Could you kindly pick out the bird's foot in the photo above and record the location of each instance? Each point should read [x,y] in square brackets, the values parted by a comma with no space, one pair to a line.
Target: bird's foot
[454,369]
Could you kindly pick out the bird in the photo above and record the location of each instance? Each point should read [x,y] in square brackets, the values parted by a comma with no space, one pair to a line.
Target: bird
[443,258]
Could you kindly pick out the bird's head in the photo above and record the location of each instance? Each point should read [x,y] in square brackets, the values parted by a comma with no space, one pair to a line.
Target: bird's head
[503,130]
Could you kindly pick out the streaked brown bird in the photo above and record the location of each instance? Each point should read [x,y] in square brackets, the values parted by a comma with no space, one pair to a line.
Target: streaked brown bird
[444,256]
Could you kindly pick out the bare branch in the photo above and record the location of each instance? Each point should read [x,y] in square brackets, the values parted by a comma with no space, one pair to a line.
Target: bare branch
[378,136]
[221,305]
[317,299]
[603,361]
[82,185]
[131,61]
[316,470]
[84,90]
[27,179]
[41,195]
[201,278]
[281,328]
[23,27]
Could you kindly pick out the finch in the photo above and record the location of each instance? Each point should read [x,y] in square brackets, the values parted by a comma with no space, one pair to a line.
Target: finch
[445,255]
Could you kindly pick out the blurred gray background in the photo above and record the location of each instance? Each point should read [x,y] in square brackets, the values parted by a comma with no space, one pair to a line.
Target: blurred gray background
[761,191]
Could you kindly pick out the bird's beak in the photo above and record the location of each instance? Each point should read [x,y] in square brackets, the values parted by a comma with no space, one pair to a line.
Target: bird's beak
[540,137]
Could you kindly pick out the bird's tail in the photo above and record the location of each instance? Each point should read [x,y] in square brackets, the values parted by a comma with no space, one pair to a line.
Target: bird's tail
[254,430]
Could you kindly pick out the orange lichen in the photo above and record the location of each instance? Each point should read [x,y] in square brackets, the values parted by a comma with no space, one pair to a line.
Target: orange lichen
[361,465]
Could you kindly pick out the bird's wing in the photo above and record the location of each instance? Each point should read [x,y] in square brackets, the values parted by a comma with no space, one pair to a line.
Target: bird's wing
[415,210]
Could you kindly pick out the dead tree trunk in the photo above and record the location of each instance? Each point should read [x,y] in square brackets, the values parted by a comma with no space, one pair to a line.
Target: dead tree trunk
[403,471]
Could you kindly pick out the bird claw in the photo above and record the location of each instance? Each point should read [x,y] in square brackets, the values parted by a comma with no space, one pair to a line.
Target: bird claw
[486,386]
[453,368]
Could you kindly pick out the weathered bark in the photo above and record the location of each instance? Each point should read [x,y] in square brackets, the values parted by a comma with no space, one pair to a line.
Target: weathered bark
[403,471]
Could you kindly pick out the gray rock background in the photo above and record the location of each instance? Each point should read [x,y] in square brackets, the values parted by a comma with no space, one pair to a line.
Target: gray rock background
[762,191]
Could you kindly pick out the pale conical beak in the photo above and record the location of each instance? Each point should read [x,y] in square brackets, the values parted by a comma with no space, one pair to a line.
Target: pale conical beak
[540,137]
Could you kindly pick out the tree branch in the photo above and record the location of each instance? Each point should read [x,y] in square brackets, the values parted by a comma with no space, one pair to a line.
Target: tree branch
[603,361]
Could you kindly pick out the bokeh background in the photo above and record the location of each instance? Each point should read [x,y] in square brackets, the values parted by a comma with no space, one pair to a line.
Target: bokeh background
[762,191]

^^^^^^^^^^^^^^^^

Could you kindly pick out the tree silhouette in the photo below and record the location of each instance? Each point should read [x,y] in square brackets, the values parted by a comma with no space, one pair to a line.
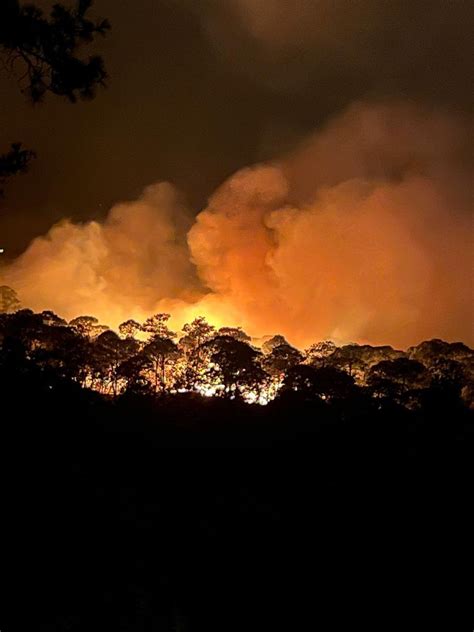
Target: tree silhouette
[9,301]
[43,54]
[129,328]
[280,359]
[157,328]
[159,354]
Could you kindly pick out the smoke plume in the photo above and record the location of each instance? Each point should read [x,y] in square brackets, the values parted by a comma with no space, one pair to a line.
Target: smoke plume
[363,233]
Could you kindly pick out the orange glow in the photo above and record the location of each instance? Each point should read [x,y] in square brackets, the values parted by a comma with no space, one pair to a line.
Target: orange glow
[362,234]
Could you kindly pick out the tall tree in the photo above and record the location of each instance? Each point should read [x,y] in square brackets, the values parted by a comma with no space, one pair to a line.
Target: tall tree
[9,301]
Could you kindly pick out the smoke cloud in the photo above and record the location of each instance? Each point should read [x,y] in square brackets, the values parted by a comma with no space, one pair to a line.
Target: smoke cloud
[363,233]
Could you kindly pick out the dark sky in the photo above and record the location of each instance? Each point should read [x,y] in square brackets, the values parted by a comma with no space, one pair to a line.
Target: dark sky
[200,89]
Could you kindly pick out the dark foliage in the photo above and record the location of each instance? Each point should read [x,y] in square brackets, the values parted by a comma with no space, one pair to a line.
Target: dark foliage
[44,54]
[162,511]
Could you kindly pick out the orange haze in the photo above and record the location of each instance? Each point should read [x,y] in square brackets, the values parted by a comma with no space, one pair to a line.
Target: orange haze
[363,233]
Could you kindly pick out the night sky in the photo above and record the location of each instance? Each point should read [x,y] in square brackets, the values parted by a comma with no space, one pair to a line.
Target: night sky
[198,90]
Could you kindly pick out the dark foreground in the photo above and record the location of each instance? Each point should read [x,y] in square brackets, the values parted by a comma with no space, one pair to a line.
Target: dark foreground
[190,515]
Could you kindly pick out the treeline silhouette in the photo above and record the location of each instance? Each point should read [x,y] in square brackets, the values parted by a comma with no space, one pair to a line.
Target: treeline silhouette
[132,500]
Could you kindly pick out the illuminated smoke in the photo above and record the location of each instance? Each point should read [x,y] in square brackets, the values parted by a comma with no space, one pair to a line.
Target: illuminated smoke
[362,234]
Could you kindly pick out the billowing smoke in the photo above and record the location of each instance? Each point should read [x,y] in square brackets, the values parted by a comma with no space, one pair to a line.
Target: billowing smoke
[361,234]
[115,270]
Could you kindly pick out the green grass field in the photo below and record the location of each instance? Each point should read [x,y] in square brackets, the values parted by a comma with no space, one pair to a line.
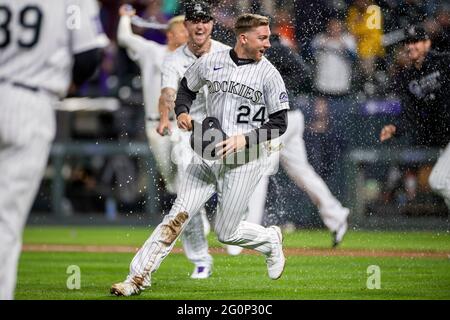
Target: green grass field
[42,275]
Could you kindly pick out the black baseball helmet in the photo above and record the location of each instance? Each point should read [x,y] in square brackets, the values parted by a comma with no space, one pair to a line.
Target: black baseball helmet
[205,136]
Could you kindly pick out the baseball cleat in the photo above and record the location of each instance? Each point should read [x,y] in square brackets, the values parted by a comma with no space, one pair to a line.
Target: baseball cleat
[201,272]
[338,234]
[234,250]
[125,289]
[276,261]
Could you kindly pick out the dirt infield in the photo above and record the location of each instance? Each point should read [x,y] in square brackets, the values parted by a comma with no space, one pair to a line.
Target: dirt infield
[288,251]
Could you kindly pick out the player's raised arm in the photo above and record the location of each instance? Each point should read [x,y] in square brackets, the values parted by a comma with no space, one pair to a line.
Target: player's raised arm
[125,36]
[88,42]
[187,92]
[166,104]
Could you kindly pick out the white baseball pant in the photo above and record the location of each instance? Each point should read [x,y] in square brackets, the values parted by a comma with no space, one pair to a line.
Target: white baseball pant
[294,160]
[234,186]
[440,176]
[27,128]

^^^^^^^^^^^^^^^^

Instructions for the task.
The answer must be every line from the entries above that holds the string "below".

Written solution.
Could you kindly pick out the tree silhouette in the photo below and record the location of each instance? Each point should read [x,y] in square brackets, the values parted by a comma with no space, one pair to a line.
Could you kindly pick out the green grass field in the photo below and record the location of each instance? Each point should read [x,y] in square brackets, the values parted by a comma with no space, one pair to a line.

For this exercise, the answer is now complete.